Given records

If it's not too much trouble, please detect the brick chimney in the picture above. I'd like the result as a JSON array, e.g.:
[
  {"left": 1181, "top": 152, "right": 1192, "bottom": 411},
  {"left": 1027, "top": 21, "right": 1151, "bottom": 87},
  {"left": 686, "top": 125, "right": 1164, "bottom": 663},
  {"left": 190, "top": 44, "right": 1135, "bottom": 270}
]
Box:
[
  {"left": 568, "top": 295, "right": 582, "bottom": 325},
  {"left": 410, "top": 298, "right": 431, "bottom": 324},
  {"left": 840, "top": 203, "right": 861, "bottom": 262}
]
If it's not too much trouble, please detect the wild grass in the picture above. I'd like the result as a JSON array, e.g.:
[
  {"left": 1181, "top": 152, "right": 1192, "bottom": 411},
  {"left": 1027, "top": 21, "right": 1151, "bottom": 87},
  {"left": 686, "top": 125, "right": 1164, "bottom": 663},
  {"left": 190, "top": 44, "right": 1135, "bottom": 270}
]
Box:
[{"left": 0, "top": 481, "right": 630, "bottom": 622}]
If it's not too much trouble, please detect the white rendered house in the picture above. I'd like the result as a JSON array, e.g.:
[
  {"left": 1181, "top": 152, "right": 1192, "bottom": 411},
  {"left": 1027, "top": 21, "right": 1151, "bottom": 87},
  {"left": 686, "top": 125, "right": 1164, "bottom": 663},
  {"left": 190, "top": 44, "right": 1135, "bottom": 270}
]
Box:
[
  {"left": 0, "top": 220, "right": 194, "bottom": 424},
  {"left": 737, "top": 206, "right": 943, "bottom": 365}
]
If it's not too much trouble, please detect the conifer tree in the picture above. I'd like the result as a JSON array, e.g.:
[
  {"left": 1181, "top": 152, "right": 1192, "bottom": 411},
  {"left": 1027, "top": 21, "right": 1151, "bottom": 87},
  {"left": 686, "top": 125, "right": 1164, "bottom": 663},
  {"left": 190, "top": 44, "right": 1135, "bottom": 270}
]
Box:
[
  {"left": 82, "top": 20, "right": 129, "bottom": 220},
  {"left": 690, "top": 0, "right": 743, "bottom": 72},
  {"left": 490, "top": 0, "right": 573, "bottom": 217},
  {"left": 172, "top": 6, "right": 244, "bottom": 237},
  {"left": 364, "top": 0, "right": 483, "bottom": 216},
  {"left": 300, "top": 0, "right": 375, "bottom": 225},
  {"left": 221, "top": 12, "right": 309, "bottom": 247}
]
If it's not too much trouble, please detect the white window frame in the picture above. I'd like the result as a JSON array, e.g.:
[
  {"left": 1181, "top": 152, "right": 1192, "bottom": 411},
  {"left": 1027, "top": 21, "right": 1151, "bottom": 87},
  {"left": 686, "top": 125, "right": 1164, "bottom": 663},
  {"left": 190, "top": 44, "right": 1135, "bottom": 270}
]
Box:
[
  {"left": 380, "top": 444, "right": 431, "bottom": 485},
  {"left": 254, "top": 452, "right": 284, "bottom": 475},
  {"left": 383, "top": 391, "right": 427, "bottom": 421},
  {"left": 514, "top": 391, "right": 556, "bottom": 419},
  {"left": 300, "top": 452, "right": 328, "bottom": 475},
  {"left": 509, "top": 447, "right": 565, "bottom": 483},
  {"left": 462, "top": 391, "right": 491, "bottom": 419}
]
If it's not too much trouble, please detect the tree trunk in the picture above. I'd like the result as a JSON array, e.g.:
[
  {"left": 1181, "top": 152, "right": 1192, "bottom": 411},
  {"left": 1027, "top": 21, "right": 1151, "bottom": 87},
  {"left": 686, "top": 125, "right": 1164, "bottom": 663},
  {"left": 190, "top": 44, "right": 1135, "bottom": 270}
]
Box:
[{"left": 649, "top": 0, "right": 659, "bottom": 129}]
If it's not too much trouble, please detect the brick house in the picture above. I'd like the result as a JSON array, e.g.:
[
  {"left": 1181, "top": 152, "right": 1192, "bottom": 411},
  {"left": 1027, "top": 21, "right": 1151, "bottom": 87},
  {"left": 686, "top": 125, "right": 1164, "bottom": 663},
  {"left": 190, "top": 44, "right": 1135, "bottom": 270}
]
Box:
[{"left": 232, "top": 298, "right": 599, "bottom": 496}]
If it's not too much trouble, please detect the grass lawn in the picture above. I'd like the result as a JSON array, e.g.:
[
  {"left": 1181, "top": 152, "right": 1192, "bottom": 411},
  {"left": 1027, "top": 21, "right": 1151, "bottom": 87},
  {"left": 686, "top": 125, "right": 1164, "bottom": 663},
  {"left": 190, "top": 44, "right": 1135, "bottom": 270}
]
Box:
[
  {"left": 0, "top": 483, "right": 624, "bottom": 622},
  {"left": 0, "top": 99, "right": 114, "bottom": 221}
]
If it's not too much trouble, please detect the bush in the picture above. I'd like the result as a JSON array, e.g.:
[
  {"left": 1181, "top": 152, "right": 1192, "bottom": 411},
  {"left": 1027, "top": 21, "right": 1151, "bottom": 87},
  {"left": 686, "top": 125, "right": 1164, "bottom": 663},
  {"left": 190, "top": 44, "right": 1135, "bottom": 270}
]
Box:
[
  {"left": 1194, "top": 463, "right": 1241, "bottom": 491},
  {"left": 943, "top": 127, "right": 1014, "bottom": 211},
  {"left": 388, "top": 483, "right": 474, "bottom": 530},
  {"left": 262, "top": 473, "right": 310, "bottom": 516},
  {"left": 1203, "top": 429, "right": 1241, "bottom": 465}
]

What you will do
Tally the lines in the rows above that contain the string "grass", and reply with only that number.

Exercise answer
2